Task details:
Look below for the line that contains "the fog, imagine", then quote it and all the lines after it, exactly, with the pictures left out.

Exercise input:
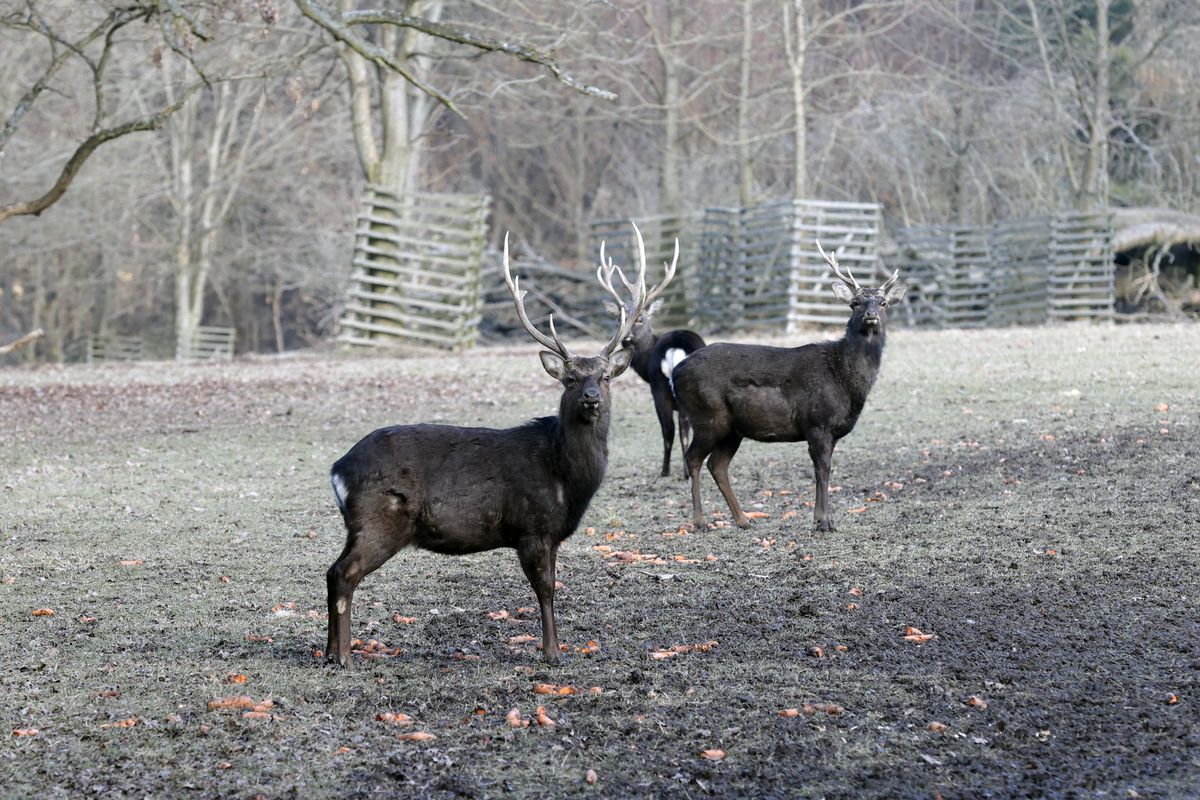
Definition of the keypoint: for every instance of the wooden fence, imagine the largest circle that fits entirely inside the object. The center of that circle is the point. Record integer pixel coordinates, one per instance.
(659, 233)
(759, 268)
(207, 342)
(1013, 272)
(113, 348)
(417, 270)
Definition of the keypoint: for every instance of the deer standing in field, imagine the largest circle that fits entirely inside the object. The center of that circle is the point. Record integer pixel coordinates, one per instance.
(456, 491)
(809, 394)
(654, 359)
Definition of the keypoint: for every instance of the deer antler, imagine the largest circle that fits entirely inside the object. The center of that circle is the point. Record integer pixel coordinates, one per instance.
(889, 282)
(636, 289)
(832, 260)
(555, 344)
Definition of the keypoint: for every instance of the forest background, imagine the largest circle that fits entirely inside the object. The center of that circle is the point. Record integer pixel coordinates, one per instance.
(172, 163)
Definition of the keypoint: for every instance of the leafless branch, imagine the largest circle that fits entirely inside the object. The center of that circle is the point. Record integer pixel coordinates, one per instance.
(89, 145)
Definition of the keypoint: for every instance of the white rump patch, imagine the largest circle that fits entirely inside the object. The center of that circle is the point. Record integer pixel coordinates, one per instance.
(672, 359)
(340, 491)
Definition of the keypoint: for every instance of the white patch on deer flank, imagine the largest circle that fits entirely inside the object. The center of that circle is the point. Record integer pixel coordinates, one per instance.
(340, 492)
(672, 359)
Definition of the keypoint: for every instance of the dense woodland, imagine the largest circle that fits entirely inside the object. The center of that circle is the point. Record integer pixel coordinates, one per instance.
(167, 164)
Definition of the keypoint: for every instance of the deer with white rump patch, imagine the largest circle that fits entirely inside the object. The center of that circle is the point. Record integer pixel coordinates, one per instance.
(456, 491)
(655, 358)
(809, 394)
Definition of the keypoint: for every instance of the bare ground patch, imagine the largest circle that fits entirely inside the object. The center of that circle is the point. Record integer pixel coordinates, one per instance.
(1026, 497)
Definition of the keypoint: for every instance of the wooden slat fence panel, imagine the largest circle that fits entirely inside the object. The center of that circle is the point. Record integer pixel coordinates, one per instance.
(849, 230)
(760, 268)
(418, 263)
(713, 306)
(108, 347)
(208, 342)
(1012, 272)
(659, 233)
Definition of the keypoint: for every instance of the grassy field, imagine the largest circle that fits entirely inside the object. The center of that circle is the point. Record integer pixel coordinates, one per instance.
(1027, 497)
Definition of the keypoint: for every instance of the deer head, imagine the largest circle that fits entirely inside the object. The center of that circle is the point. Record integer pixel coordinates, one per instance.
(586, 378)
(868, 306)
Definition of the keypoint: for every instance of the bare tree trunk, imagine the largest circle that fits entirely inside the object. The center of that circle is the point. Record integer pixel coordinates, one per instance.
(671, 193)
(796, 42)
(1095, 184)
(745, 160)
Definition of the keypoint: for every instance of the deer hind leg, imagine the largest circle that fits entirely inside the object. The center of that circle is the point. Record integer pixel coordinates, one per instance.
(694, 457)
(539, 560)
(719, 465)
(377, 529)
(663, 407)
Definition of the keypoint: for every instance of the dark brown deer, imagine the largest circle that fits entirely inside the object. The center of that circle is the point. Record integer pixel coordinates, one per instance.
(655, 358)
(456, 491)
(809, 394)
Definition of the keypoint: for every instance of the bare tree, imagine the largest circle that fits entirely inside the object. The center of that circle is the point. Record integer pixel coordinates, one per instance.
(88, 35)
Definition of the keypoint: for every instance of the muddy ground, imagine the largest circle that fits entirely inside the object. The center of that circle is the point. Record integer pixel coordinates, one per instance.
(1027, 497)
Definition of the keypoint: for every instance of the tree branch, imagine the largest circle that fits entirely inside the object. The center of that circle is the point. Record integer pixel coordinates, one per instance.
(339, 26)
(22, 342)
(71, 169)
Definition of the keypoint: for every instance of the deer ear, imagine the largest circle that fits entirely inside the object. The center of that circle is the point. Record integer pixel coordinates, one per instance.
(895, 293)
(553, 364)
(621, 360)
(844, 293)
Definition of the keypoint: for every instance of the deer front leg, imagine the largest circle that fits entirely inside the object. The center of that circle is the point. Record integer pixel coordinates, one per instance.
(539, 560)
(365, 552)
(684, 428)
(821, 451)
(666, 421)
(719, 465)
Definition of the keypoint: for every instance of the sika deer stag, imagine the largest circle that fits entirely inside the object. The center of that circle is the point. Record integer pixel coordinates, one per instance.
(457, 491)
(655, 358)
(809, 394)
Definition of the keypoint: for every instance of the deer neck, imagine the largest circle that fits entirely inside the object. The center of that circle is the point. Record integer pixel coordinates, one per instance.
(641, 362)
(857, 361)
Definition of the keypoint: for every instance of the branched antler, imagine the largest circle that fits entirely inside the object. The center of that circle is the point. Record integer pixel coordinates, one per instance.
(519, 294)
(847, 277)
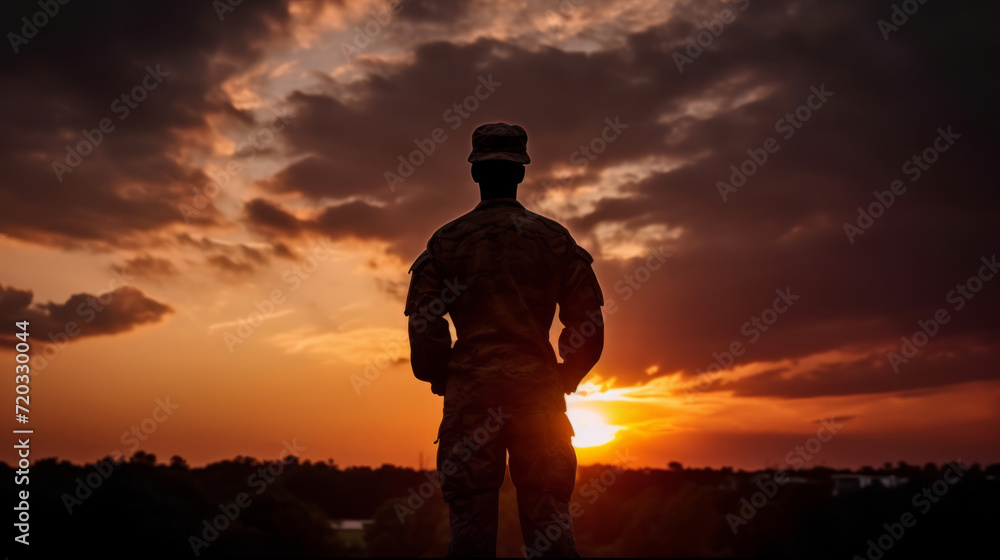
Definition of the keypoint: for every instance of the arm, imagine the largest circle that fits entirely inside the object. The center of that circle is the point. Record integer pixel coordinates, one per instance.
(582, 338)
(430, 339)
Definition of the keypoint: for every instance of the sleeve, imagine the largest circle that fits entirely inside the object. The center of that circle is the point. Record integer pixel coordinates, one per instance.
(430, 339)
(581, 341)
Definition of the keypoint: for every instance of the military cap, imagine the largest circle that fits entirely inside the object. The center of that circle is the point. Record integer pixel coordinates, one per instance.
(499, 141)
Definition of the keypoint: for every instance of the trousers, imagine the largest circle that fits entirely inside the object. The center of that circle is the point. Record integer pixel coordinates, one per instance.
(472, 459)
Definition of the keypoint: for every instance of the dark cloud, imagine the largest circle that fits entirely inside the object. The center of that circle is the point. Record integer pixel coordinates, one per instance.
(81, 315)
(783, 229)
(72, 74)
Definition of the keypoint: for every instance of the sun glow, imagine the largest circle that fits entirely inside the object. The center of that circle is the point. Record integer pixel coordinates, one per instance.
(591, 428)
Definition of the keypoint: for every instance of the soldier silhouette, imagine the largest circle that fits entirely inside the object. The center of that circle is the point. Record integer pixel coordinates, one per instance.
(499, 271)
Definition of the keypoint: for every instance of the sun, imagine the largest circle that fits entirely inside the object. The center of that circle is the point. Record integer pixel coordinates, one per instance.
(591, 428)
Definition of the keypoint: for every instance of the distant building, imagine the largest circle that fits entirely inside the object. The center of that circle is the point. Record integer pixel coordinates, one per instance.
(853, 482)
(351, 532)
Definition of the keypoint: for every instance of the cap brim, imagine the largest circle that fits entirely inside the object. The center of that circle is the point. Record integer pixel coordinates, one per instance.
(502, 156)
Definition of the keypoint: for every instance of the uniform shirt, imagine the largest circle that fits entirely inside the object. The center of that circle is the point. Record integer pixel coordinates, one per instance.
(499, 271)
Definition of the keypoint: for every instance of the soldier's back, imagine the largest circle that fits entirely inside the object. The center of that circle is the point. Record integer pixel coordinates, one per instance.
(507, 266)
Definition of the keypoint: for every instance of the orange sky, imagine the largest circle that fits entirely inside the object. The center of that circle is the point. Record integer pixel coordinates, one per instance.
(306, 229)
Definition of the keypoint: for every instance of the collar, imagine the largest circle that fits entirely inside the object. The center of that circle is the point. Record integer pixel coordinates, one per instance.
(493, 202)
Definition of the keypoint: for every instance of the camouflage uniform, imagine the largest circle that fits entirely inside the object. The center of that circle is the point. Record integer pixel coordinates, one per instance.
(499, 271)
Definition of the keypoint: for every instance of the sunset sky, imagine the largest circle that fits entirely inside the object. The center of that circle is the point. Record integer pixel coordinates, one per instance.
(203, 162)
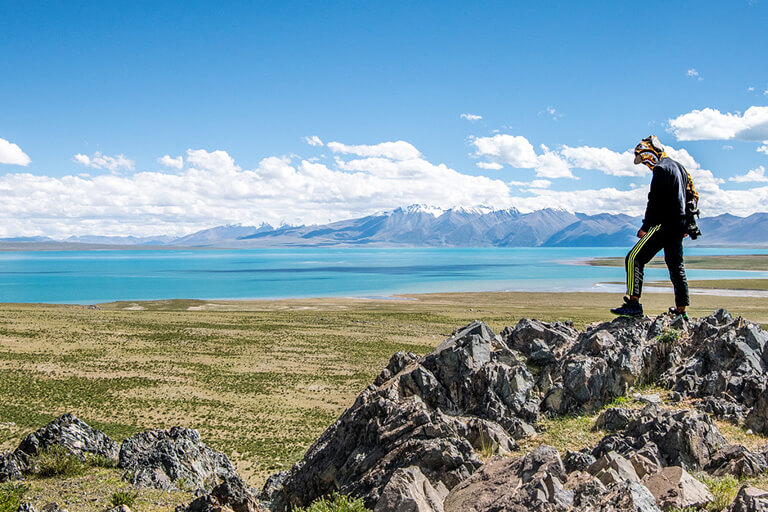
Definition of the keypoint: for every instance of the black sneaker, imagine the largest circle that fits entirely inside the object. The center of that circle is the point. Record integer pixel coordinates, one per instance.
(674, 312)
(631, 308)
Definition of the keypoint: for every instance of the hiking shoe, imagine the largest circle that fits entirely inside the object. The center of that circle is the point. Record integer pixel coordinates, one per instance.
(674, 312)
(631, 308)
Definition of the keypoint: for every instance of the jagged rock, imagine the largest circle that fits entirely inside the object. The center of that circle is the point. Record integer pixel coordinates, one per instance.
(612, 468)
(231, 495)
(606, 361)
(723, 359)
(722, 408)
(74, 435)
(749, 499)
(669, 438)
(674, 487)
(541, 342)
(173, 459)
(533, 482)
(577, 461)
(13, 465)
(757, 419)
(643, 465)
(625, 497)
(734, 459)
(410, 491)
(433, 412)
(616, 418)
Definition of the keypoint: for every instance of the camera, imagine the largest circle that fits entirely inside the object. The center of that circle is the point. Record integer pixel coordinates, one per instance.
(691, 212)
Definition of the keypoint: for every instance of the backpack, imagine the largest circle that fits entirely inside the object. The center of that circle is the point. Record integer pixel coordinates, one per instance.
(691, 208)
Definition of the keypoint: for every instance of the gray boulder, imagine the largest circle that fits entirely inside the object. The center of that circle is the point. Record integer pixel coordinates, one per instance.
(724, 360)
(533, 482)
(668, 438)
(174, 459)
(435, 412)
(72, 434)
(734, 459)
(606, 361)
(230, 495)
(750, 499)
(410, 491)
(674, 487)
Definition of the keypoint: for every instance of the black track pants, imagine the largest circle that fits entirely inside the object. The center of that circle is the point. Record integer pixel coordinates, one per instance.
(656, 239)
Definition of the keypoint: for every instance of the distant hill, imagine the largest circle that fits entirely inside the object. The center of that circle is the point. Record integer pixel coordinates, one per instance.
(425, 226)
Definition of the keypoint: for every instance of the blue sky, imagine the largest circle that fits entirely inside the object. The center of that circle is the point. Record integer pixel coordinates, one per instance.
(94, 93)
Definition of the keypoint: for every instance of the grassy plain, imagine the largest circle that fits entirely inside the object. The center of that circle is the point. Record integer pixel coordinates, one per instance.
(260, 380)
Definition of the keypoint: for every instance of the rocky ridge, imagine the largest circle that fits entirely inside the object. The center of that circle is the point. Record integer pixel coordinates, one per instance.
(412, 439)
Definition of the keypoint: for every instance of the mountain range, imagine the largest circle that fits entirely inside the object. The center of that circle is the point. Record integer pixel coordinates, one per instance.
(424, 226)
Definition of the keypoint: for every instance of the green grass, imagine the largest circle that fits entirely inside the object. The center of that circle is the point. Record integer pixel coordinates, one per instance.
(11, 495)
(335, 503)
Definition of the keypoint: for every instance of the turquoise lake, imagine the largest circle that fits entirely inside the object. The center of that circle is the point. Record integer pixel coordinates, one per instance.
(88, 277)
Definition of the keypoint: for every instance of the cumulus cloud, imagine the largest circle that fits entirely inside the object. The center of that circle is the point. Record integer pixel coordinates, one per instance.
(101, 161)
(313, 140)
(398, 150)
(711, 124)
(752, 176)
(172, 162)
(692, 73)
(517, 151)
(11, 153)
(212, 189)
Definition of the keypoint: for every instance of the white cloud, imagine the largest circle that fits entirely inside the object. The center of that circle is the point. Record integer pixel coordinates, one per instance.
(692, 73)
(213, 189)
(173, 163)
(100, 161)
(11, 153)
(511, 150)
(711, 124)
(313, 140)
(398, 150)
(491, 166)
(752, 176)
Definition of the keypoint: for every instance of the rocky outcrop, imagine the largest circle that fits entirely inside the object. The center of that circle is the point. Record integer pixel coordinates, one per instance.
(724, 362)
(749, 499)
(674, 487)
(534, 482)
(668, 438)
(13, 465)
(434, 412)
(72, 434)
(410, 491)
(174, 459)
(606, 361)
(231, 495)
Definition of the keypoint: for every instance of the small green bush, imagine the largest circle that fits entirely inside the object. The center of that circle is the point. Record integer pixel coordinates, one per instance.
(127, 498)
(723, 489)
(335, 503)
(57, 461)
(11, 495)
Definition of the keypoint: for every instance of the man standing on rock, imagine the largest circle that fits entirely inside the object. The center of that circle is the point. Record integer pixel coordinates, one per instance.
(664, 227)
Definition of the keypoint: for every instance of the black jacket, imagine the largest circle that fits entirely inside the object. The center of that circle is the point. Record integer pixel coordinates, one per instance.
(666, 200)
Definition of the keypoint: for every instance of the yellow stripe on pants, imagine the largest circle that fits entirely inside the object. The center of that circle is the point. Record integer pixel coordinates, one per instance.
(631, 259)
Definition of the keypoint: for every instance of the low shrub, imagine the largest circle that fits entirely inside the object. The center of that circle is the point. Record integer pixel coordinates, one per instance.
(58, 461)
(335, 503)
(127, 498)
(11, 495)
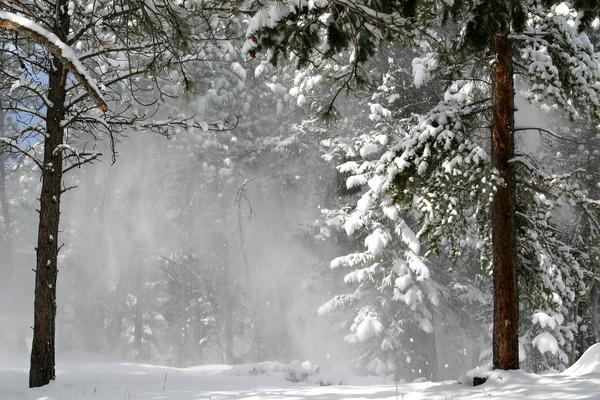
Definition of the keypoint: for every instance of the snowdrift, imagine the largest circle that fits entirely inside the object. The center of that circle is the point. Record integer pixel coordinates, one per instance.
(588, 363)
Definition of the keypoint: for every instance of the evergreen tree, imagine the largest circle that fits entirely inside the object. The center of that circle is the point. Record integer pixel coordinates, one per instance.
(435, 162)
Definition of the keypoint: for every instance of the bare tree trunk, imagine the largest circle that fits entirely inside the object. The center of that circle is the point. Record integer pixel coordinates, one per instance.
(41, 370)
(3, 196)
(506, 295)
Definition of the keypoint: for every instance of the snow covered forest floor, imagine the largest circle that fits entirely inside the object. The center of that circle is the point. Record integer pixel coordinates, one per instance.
(271, 380)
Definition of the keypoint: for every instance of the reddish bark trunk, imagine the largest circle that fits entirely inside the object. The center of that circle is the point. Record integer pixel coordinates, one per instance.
(41, 370)
(506, 294)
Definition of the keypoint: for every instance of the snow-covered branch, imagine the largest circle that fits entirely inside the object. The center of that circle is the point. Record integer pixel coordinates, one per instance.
(55, 46)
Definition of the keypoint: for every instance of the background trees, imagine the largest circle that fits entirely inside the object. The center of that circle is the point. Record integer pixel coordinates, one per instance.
(211, 245)
(441, 148)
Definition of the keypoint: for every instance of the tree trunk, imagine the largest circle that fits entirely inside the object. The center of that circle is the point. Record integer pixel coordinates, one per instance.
(3, 196)
(506, 296)
(41, 370)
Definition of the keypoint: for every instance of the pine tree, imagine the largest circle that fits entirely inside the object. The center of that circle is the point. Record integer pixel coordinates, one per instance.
(474, 48)
(125, 49)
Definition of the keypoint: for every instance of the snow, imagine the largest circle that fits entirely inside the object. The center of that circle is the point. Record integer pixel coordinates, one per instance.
(546, 343)
(588, 363)
(370, 327)
(109, 381)
(66, 51)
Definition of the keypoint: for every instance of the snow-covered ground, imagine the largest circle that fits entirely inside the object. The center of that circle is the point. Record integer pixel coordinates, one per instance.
(124, 381)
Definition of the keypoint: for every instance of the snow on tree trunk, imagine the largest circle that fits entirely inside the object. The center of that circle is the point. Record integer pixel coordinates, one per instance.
(506, 300)
(41, 370)
(57, 47)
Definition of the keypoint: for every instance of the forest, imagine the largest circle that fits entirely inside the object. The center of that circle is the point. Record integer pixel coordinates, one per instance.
(299, 199)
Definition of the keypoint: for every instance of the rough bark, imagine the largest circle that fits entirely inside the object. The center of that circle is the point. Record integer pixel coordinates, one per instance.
(506, 297)
(3, 196)
(42, 349)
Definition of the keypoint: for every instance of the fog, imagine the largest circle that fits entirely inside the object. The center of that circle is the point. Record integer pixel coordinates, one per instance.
(158, 240)
(181, 254)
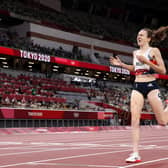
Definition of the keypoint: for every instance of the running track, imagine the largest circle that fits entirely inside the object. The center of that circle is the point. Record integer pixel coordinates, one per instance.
(83, 149)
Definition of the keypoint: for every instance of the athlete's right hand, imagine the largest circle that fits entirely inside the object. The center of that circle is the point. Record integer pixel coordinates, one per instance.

The answer:
Definition of the keypoint: for every instance of the fog, imagine the largest circle that fits entirely inside the object. The center of that circle is the point. Record integer pixel coordinates, one per instance.
(158, 240)
(181, 254)
Definition of the keypoint: for every instance of the running track, imagine the largest circle that fits entirely inside the object. The center of that circle is the point. Record integer pixel coordinates, one per instance.
(83, 149)
Definition of the keypoint: for every instance of the athlete's right hand, imagine the largest circle that fits entirely inside the object. The center of that circle is the point. Record integer pixel coordinates, one per instance.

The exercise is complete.